▸ **Extract**
· · · · · · ·

# microwave venting



## Bud Cline (Mar 12, 2006)

---no---


----------



## hardwareman (Oct 9, 2010)

depends


----------



## fabrk8r (Feb 12, 2010)

Depends...how long can you live with the smell of burnt popcorn?


----------



## diyorpay (Sep 21, 2010)

A stand alone, counter top microwave oven does not need to be vented.

An over the stove wall mounted type that usually comes with an exhaust fan on its bottom is best vented to outdoors for removal of smoke and odors (not from the microwave process but from the stove process). It's 2 appliances in one. When it is not possible, there are built in but removable filters in the exhaust fan that will work to some degree but not nearly as well as venting to outdoors. Code will not require outdoor venting. When remodeling, easiest to place stove and vent on an exterior wall. Alternate designs with elbows inside walls and/or to roof collect more grease.


----------



## oh'mike (Sep 18, 2009)

It's hard to believe but no outside vent is required by code in many areas---


I think that all stove vents need to be ducted outside---If you need advice on how to do this --post pictures of your house---sometimes 'out the back and through the wall' is easiest--

Other times--up into the attic and out is the best route.


----------



## Rob1975 (Apr 30, 2011)

Microwaves do not have vents. If you are referring to a microwave/hood vent combo, then I would also suggest to vent outside. Either straight up or straight out. I also agree the more elbows you put in the duct, the more grease will get trapped in the pipe at the elbows.


----------



## Master of Cold (Aug 7, 2011)

So what is that hot air coming from the back of my microwave?

· · · · · · ·

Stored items
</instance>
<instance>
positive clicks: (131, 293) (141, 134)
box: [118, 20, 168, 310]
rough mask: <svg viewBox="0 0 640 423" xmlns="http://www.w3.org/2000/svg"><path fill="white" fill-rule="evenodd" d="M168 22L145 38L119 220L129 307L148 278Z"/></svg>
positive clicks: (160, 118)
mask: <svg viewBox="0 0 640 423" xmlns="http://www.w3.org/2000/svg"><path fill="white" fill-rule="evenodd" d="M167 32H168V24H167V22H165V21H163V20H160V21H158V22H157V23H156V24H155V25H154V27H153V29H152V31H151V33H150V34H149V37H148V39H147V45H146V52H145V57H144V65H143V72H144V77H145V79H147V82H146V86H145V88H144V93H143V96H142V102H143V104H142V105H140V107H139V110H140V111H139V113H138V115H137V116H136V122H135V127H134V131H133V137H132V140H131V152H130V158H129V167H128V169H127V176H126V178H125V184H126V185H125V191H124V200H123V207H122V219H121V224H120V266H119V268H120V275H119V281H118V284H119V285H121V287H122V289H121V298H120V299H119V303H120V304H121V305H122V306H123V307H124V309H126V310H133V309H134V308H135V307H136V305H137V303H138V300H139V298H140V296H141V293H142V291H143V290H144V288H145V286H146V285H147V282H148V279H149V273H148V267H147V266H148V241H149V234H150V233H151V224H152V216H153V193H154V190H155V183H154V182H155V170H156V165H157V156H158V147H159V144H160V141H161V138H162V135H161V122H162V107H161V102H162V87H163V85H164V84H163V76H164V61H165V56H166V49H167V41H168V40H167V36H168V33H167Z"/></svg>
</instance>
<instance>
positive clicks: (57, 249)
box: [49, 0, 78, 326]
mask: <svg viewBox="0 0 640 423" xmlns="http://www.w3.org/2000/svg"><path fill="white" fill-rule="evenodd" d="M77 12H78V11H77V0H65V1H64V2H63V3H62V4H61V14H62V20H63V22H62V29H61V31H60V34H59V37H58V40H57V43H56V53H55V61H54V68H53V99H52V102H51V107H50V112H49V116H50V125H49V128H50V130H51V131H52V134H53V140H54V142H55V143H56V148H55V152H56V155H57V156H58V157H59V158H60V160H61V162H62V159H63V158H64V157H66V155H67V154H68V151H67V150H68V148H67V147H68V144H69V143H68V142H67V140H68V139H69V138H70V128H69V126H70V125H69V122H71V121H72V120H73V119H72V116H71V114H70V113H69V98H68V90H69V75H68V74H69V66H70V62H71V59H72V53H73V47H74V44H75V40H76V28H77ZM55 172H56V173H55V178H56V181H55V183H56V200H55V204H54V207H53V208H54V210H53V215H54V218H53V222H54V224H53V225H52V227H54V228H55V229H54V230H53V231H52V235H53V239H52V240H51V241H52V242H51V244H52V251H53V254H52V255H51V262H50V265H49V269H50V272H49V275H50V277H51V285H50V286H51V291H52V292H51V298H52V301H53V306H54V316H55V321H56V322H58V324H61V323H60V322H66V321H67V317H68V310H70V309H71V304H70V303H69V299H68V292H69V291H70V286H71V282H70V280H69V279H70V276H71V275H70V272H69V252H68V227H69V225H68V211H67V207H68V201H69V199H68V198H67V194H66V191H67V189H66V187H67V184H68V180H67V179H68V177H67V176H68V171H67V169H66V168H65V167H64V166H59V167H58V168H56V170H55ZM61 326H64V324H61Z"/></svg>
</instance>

· · · · · · ·

▸ **Questions to answer**
A – Can you rewrite the paragraph of the microwave venting thread that begins "An over the stove wall mounted type" as a short bulleted list that keeps its main facts?
B – According to the microwave venting thread, what kind of microwave oven does not need to be vented?

▸ **Answers below**
A –
- An over-the-stove wall-mounted microwave usually has an exhaust fan on its bottom, making it two appliances in one.
- It is best vented outdoors to remove smoke and odors, which come from the stove rather than the microwave.
- If outdoor venting isn't possible, built-in removable filters in the fan work to some degree, but not nearly as well.
- Code will not require outdoor venting.
- When remodeling, it is easiest to place the stove and vent on an exterior wall.
- Alternate designs with elbows inside walls and/or to the roof collect more grease.

B – A stand-alone countertop microwave oven.